▸ EXTRAIT:
◇ ◇ ◇

Mais ce que peu de responsables osent dire à voix haute, c’est la responsabilité indirecte de la CCAT par dérision dans certains quartiers.
Leïla, une jeune mère célibataire de Nouville :
J’ai attendu deux mois pour que mon allocation soit versée. En attendant, j’ai fait ce que j’ai pu. J’ai 19 ans, j’ai dormi dans une voiture, et oui… j’ai tapé quelques clients
Thomas, 24 ans, sans domicile fixe :
On est passés de petits boulots à rien du tout. Moi, j’ai pas le choix, je prends ce qui vient. Et si c’est du sexe contre 10 000 francs, c’est comme ça
Des récits comme ceux-ci, nous en avons recueilli une dizaine au cours d’une enquête de terrain menée discrètement entre Nouville, Montravel, Magenta et Ducos. Tous concordent sur un point : la pauvreté crée de la prostitution, de la délinquance, de la casse.
Et du côté des clients ? Un certain fatalisme.
Jean-Luc, 61 ans, client régulier, quartier latin :
Je suis seul depuis ma retraite. Ces filles, elles ont besoin d’argent, moi j’ai besoin de parler, parfois plus. Je sais que c’est pas bien. Mais tout le monde fait semblant de ne rien voir. Alors…
Ces pratiques, devenues banales dans certains cercles, sont le reflet d’une société qui glisse sans même le reconnaître. Derrière chaque passe, il y a un retard de versement, une perte d’emploi, une détresse silencieuse.
Entre tabou et déni : quelles réponses possibles ?
La loi de 2016 prévoit un accompagnement pour sortir de la prostitution, mais même en métropole, les résultats restent modestes. Seulement 398 clients ont été verbalisés en 2022, tandis que 1 747 personnes prostituées ont intégré un parcours de sortie, souvent avec peu de moyens. En Nouvelle-Calédonie, aucun chiffre, aucun programme équivalent n’a été recensé.
Pourtant, plusieurs leviers existent pour inverser la tendance. Il serait urgent de lancer une enquête de terrain sérieuse afin d’objectiver la situation. Il faudrait aussi renforcer les structures d’accueil et les parcours de sortie, en intégrant les réalités spécifiques du territoire : isolement, pluralité culturelle, discriminations liées au genre.
Enfin, un travail de sensibilisation est indispensable, notamment auprès des forces de l’ordre, du personnel médical et des travailleurs sociaux. Car tant que la prostitution sera perçue comme un sujet honteux ou marginal, elle continuera de prospérer dans les angles morts de l’action publique.

◇ ◇ ◇

▸ DONNÉES FOURNIES:
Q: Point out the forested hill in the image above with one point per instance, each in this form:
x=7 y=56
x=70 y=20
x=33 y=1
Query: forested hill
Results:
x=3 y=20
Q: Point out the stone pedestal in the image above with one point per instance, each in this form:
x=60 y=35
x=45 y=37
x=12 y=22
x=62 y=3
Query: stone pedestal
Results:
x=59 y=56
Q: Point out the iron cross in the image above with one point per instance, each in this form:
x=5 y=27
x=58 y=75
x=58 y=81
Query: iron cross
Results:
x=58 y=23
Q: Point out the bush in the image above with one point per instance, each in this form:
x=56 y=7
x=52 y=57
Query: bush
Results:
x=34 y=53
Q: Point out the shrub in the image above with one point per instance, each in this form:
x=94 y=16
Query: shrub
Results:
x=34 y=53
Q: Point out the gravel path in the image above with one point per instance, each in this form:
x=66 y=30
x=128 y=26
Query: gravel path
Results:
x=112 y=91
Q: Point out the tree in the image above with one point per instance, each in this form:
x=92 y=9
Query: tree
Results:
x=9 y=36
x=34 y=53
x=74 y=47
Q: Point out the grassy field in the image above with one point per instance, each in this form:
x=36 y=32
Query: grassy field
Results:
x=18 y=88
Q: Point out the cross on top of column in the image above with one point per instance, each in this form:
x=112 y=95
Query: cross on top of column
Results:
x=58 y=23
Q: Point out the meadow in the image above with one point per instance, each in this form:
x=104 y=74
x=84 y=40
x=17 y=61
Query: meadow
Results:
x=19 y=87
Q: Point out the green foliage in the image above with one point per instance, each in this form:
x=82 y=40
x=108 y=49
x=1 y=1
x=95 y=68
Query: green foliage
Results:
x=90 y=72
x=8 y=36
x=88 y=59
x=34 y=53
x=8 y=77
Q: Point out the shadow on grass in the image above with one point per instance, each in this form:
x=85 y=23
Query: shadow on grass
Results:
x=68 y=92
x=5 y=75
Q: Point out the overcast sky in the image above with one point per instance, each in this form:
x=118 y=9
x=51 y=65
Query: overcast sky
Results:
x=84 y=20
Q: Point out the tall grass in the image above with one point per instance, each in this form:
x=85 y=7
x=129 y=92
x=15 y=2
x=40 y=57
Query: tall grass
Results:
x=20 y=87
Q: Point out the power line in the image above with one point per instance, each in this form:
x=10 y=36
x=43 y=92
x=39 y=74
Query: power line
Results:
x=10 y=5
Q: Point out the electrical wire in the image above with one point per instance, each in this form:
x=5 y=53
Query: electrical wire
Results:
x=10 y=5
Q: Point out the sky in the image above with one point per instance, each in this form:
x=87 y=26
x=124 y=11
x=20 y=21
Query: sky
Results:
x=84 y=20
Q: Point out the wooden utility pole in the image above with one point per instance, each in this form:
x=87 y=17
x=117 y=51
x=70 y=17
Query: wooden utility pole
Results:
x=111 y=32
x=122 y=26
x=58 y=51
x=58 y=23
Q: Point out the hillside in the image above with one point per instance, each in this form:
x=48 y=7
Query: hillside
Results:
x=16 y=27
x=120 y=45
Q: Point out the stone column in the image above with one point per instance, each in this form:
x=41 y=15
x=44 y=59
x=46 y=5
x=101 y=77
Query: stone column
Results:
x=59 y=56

◇ ◇ ◇

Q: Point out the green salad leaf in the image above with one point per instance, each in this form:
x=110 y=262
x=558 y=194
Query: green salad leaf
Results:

◇ ◇ ◇

▸ CONSIGNE: Prolongez l'extrait sur la prostitution en Nouvelle-Calédonie en reprenant après sa dernière phrase.

▸ RÉPONSE ATTENDUE:
Assistante sociale, Nouméa Nord :
Ce qu’on voit depuis les émeutes, c’est une prostitution de misère, pas une activité choisie. Des gamins, des mamans, des trans qui n’ont aucune autre option. Ce sont des corps mis en marché par la survie.
La prostitution n’est pas un phénomène honteux : c’est un thermomètre social. Et en Nouvelle-Calédonie, il explose. Dans les rues, les squats, sur les parkings, la misère avance à visage découvert. En criminalisant les clients sans offrir de véritable filet de sécurité aux personnes en détresse, on crée une double peine : exploités par nécessité, ignorés par les institutions.
Tony, 28 ans, ancien travailleur dans le BTP :
Avant je bossais, j’avais un scooter. Maintenant je marche. J’ai faim. J’ai déjà vendu des médocs, j’ai déjà tapé. Et si demain faut faire plus, ben… je ferai plus. Le pays est mort.
L’après-émeutes n’est pas seulement une question de reconstruction : c’est un test de vérité. Car lorsqu’un territoire pousse ses jeunes, ses mères, ses marginaux à vendre leur corps ou à voler pour survivre, ce ne sont pas seulement des vies qu’on sacrifie. C’est toute une société qu’on abîme.
À force d’aveuglement, le territoire laisse se développer une forme de violence silencieuse, faite d’exploitation, de résignation et de survie, qui fragilise encore davantage un tissu social déjà malmené. Il est temps que la Calédonie regarde en face ce phénomène, non pas pour le condamner moralement, mais pour y apporter des réponses humaines, concrètes et durables.